» **Problem to work on**
Copy all the records word for word, apart from any pictures.

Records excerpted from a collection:
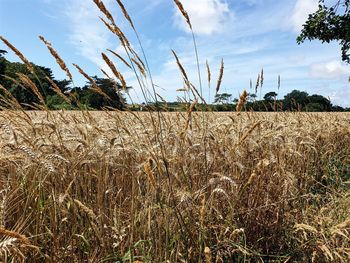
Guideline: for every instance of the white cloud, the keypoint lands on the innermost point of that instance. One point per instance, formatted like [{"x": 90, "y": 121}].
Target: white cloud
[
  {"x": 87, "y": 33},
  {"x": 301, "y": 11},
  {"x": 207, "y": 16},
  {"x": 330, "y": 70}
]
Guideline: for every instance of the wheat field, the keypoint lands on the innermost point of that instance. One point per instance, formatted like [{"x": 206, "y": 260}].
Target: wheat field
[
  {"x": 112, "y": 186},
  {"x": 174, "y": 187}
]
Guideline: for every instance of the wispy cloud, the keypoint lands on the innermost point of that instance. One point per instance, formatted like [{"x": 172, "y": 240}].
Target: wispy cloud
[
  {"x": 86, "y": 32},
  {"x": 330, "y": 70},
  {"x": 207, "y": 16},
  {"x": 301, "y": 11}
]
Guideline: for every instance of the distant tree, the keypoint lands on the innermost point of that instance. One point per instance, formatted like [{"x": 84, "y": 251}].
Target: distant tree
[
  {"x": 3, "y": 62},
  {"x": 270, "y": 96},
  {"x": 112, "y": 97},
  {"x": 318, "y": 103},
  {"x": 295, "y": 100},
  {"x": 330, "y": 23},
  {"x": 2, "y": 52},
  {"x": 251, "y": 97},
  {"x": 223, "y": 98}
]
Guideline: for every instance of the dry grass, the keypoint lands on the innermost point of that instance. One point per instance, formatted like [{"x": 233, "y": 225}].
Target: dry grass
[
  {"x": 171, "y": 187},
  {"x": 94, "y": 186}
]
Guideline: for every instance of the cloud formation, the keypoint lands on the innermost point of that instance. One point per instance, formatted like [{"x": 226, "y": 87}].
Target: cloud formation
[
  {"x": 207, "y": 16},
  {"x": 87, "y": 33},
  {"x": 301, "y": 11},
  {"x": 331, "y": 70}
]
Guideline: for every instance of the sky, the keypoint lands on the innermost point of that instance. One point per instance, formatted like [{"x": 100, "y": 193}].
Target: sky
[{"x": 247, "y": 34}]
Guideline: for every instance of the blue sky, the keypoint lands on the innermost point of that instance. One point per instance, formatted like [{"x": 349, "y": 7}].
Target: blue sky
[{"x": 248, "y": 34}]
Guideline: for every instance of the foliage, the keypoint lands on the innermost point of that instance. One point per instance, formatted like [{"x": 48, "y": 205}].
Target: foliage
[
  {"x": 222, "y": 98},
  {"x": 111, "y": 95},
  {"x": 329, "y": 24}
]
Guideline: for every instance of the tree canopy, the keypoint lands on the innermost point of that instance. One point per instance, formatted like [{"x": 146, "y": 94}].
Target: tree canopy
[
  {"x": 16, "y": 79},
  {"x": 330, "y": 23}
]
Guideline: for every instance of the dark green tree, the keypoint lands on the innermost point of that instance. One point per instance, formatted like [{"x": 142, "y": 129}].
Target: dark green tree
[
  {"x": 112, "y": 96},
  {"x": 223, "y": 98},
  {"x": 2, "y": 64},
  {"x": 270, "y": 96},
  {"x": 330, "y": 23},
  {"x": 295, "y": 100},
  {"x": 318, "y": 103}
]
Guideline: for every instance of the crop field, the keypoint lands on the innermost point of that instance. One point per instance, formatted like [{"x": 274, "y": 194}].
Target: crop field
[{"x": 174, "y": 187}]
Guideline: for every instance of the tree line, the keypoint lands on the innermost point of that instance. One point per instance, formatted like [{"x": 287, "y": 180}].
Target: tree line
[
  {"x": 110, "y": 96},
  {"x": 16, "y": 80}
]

» **Result for this task**
Guideline: for every instance of the white cloud, the keypoint lands on the innermost point of that instance. One point per instance, formatted like [{"x": 90, "y": 121}].
Target: white cloud
[
  {"x": 87, "y": 33},
  {"x": 301, "y": 11},
  {"x": 207, "y": 16},
  {"x": 330, "y": 70}
]
Guideline: for every instance of the wheat field, the keypoint lands on the innermost point of that instance. One point per instance, formatted like [{"x": 206, "y": 260}].
Target: wheat field
[
  {"x": 112, "y": 186},
  {"x": 174, "y": 187}
]
Guideline: for every instance of the wispy cloud, the keypoint lands on the innermost point of that instance. One point per instance, formatted like [{"x": 172, "y": 240}].
Target: wispy cloud
[
  {"x": 86, "y": 32},
  {"x": 330, "y": 70},
  {"x": 207, "y": 16},
  {"x": 301, "y": 11}
]
Guideline: for every instance of the distant tree, the keypoint lands on the innermost point of that instance. One point per instance, formatted like [{"x": 84, "y": 251}].
Target: distant tree
[
  {"x": 3, "y": 62},
  {"x": 270, "y": 96},
  {"x": 112, "y": 97},
  {"x": 318, "y": 103},
  {"x": 295, "y": 100},
  {"x": 330, "y": 23},
  {"x": 2, "y": 52},
  {"x": 251, "y": 97},
  {"x": 223, "y": 98}
]
Guideline: for every instance of the dry grass, the keypoint lands on the innermost point of that instance. One point per instance, formatted like [{"x": 233, "y": 225}].
Target: dry grass
[
  {"x": 171, "y": 187},
  {"x": 94, "y": 186}
]
Guideline: for every instance of the cloud formation, the keypoint lands on the innermost point of that instance. One point per instance, formatted like [{"x": 226, "y": 87}].
Target: cloud formation
[
  {"x": 207, "y": 16},
  {"x": 87, "y": 33},
  {"x": 301, "y": 11},
  {"x": 331, "y": 70}
]
Guideline: for every instance of the sky, the keypoint lands on the innermost point of that instance. One point per instance, formatted like [{"x": 100, "y": 193}].
Target: sky
[{"x": 247, "y": 34}]
Guideline: for every instance of the blue sky, the keypoint lands on the innermost point of that instance. One point per instance, formatted like [{"x": 349, "y": 7}].
Target: blue sky
[{"x": 248, "y": 34}]
Guideline: for every instance of the foliage, the keypoint lands on the innermost point of that instance. One point per instance, formatted like [{"x": 48, "y": 205}].
Target: foliage
[
  {"x": 222, "y": 98},
  {"x": 111, "y": 95},
  {"x": 329, "y": 24}
]
Guideline: for every instance of the tree canopy, the keypoint lands on the innermost point of that instance. One point per instance, formatted like [{"x": 146, "y": 94}].
Target: tree canopy
[
  {"x": 16, "y": 79},
  {"x": 330, "y": 23}
]
Guideline: for every instance of the dark green tree, the keypoint lands on the innermost point of that instance. One point per instance, formatted like [{"x": 142, "y": 129}].
Target: dark green tree
[
  {"x": 112, "y": 96},
  {"x": 223, "y": 98},
  {"x": 2, "y": 64},
  {"x": 270, "y": 96},
  {"x": 330, "y": 23},
  {"x": 295, "y": 100},
  {"x": 318, "y": 103}
]
Guideline: for every instance of the crop field, the keypoint lands on the innermost point of that instance. One point per instance, formatted like [{"x": 274, "y": 194}].
Target: crop field
[{"x": 174, "y": 187}]
Guideline: for every instance of the tree line, the keypoint lands on the innermost point of that instance. One point per instance, formatted like [{"x": 287, "y": 180}].
Target: tree line
[
  {"x": 110, "y": 96},
  {"x": 16, "y": 80}
]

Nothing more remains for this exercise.